Job – Continue the opinion piece on the congressional subpoena dispute over the U.S. Attorney firings from where it stops, following on after its final sentence.

Reading text –
Subpoena Fight is About Respect

04/02/2007 05:16 pm ET | Updated May 25, 2011

Respect. It is a word that is bandied about in all areas of American life from sports to religion to pop culture. Everyone wants it and those who do not get their requisite share can not wait to payback those who fail to show it. In politics, respect is almost everything. It allows opponents to set aside their differences and work together to solve problems, even those that previously seemed intractable. Sadly, the absence of respect is an unfortunate byproduct of American politics and explains many of the silly fights that plague governments at all levels. The longer adversaries show disrespect to their opponents, the less likely things can get done. That's why the standoff over whether White House officials will testify under oath and in public over their roles in the firing of U.S. Attorneys threatens to intensify into something that could plague the Bush administration as much as Iraq.

The fact is that the George Bush does not respect Congress. He didn't respect Congress when Republicans were in charge and certainly hasn't changed now that Democrats are in the majority. He governs as if Congress is a contemptible nuisance that exists simply to nitpick at his preferences. He has little patience for a co-equal branch of government that has the temerity to question his authority or wisdom. That was fine from a political strategy perspective when the Republicans were in charge of Congress because they did not want to give Democrats the satisfaction that would come with real governmental oversight. The problem for the administration now, however, is that it can not steamroll or ignore the Democrats the way it did with the Republicans. While House and Senate Republicans spent the entire Bush administration with their eyes and ears closed, rarely raising their collective voice beyond a whisper when it disagreed with the White House, the Democrats have very little to lose by asking hard questions and insisting on answers. This is so even if subpoenas have to be issued to ensure that the truth is revealed. The ability of a subpoena to focus ones thinking would not be necessary if people did not lie, but as we have seen throughout history, most recently with investigation of the leak of the identity of a covert CIA operative, sometimes the threat of jail is required to get to the truth.

Record excerpts –

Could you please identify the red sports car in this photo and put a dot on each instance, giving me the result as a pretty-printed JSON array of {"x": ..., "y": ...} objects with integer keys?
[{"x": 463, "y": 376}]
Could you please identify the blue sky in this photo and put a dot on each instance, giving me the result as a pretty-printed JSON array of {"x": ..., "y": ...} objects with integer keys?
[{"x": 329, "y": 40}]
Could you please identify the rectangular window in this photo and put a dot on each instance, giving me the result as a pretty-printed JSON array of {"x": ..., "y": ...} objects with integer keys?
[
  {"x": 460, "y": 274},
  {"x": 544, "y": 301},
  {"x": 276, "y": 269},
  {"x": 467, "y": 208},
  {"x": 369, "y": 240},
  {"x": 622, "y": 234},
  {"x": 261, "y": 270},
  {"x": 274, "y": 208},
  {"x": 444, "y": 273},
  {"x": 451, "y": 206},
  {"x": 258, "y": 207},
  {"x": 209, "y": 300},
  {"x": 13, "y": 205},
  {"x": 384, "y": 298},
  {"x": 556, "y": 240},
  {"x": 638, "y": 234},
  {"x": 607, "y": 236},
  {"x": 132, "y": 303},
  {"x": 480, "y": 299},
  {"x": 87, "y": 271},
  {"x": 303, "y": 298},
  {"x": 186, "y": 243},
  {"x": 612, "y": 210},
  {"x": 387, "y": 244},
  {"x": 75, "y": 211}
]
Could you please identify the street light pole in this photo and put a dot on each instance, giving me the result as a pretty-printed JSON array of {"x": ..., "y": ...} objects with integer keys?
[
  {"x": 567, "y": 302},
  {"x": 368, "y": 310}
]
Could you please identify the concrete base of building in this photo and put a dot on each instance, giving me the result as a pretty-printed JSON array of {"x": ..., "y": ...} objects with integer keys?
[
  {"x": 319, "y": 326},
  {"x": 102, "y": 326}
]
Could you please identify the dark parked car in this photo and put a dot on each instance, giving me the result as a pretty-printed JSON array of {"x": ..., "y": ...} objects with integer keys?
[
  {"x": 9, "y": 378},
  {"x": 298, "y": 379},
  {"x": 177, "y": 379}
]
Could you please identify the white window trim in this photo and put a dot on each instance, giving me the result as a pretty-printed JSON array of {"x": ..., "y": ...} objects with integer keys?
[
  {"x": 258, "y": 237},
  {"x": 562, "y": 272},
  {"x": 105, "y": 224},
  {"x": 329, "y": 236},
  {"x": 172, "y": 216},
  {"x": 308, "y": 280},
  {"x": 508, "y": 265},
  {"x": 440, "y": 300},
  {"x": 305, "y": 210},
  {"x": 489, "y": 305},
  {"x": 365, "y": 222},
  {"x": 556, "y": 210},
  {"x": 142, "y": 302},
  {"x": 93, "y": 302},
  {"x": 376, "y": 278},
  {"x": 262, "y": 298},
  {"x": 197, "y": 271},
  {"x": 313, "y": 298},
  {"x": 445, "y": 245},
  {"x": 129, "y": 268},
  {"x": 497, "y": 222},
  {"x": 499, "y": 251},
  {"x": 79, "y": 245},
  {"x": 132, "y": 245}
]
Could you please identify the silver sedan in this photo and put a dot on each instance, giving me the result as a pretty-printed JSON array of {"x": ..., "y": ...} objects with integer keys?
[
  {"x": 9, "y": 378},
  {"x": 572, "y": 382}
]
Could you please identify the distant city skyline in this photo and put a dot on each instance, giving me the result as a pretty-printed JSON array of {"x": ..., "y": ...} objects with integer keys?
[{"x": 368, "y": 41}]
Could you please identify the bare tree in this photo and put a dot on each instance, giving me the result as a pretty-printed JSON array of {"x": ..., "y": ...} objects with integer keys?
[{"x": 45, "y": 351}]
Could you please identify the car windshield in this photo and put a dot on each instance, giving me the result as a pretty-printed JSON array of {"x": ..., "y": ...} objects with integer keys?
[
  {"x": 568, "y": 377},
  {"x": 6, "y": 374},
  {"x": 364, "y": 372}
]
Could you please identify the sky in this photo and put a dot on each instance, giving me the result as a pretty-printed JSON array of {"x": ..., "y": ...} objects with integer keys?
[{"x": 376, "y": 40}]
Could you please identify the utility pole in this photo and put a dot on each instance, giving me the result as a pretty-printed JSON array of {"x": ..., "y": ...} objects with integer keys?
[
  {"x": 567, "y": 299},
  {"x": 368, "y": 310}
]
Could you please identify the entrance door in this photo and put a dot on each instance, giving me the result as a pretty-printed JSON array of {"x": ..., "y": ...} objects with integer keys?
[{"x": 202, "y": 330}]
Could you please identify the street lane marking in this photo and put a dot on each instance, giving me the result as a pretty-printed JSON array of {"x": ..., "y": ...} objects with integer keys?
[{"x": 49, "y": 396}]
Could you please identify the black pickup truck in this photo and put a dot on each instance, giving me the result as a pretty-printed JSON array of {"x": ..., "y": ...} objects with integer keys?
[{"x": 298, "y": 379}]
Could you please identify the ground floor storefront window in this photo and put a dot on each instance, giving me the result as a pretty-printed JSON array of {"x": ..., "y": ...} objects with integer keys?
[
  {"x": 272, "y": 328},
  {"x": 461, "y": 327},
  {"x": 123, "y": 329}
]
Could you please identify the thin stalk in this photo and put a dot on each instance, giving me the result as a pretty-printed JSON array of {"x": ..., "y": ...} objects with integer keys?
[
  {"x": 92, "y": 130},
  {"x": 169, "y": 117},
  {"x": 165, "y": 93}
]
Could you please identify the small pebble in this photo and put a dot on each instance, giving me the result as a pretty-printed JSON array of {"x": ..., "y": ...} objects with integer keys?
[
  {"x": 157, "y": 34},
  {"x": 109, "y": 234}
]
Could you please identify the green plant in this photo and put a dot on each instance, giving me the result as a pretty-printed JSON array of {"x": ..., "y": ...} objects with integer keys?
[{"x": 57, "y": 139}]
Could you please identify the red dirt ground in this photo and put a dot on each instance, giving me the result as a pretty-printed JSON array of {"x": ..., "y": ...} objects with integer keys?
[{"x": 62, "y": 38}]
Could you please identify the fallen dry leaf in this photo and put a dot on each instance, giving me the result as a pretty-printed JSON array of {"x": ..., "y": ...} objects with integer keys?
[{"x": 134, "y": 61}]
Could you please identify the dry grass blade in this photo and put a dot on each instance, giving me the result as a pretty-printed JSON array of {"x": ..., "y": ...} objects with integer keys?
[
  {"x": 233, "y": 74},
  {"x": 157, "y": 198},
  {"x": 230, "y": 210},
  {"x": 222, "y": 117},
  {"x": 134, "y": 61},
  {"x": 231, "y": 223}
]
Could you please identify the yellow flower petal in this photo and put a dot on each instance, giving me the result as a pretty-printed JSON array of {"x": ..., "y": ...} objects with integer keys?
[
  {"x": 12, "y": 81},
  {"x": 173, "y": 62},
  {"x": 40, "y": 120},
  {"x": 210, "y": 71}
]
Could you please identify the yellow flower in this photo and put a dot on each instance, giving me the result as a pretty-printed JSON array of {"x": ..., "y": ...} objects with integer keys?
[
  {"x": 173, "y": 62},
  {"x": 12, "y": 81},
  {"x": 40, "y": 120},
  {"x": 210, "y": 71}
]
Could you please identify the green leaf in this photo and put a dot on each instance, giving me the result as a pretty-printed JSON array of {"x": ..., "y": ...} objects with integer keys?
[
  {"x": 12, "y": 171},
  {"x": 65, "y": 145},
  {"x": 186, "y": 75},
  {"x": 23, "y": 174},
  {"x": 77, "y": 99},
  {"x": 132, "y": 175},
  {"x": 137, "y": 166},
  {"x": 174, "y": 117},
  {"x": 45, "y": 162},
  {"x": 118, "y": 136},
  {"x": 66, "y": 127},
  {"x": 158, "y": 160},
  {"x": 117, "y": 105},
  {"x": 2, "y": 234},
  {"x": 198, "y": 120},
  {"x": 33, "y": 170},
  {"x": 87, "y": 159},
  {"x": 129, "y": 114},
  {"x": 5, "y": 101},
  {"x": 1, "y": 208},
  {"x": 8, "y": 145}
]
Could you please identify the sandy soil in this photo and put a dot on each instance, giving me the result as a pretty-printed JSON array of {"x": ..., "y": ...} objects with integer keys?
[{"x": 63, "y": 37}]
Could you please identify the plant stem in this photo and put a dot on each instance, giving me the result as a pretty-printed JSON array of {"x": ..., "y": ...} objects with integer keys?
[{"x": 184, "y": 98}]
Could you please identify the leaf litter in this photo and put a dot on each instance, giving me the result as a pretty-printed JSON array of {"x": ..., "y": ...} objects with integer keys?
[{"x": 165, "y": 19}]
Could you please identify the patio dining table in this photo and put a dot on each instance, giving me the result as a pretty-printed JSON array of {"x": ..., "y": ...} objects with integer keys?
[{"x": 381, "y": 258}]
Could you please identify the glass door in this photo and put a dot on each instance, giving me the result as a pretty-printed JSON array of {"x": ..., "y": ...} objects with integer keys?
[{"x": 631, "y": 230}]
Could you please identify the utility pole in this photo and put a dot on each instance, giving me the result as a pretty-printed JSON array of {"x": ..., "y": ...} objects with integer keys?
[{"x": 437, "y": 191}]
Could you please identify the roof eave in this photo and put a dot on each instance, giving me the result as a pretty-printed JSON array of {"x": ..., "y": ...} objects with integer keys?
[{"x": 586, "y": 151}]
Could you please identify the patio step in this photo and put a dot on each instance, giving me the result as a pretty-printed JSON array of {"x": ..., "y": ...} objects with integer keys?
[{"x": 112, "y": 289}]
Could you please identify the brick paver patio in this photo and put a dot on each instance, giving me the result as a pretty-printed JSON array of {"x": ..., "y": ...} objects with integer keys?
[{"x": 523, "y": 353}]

Output of the task –
The Democrats should settle for nothing less than full, public hearings, under oath, to find out if Republican-appointed U.S. Attorneys were fired because they showed insufficient fealty to the White House. Bush defenders are quick to point out that these public officials serve at the pleasure of the president and can be fired for any reasons. Both points are true, but so is something else: just because you can fire someone for any reason doesn't mean that you should fire someone for any reason. If it turns out that these attorneys were fired because they "over prosecuted" Republicans or "under prosecuted" Democrats, then it's not a stretch to charge that the White House was trying to monkey around with the justice system. That is unacceptable and should be punished.

The Bush administration, through incompetence, heavy handedness, and arrogance, has lost any claim to the benefit of the doubt. Consequently, the White House is standing on political quicksand in its refusal to come clean on the process they undertook to remove U.S. Attorneys, all of whom were highly rated. While it is too early to know where this all will lead, the Bush Administration is becoming quite Nixonian in its relationship with the truth and lack of respect for the rule of law.

Michael K. Fauntroy is an assistant professor of public policy at George Mason University and author of
Republicans and the Black Vote.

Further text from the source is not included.